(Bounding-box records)
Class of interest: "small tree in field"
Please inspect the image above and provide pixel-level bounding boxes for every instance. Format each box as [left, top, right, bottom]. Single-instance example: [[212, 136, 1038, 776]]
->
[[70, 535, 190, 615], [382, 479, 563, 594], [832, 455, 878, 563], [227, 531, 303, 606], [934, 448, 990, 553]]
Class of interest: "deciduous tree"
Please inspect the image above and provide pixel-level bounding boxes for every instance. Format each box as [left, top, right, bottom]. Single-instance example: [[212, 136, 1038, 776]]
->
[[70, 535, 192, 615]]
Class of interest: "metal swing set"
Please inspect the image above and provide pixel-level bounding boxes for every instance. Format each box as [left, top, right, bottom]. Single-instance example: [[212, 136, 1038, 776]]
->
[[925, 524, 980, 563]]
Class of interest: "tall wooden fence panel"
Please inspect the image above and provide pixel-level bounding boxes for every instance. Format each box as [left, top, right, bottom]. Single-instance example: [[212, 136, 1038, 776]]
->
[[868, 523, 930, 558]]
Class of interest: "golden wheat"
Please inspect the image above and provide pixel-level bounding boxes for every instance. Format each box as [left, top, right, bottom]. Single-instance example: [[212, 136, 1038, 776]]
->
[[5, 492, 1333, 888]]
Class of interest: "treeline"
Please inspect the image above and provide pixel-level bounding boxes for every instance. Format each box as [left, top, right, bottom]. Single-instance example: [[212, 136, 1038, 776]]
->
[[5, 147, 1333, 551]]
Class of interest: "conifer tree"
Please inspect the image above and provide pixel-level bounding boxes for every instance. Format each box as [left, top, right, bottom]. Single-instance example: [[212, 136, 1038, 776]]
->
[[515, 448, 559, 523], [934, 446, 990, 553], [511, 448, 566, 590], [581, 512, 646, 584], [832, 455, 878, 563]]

> _Set problem_: Pick out every line in the items above that contains the word "Class" and copy each one in full.

> _Completed task_:
Class of interest: "small tree in field"
Class of interest: "deciduous tree"
Class of interest: "metal swing set"
Class of interest: "tall wooden fence panel"
Class of interest: "golden wheat"
Class of interest: "treeline"
Class of interest: "conifer tree"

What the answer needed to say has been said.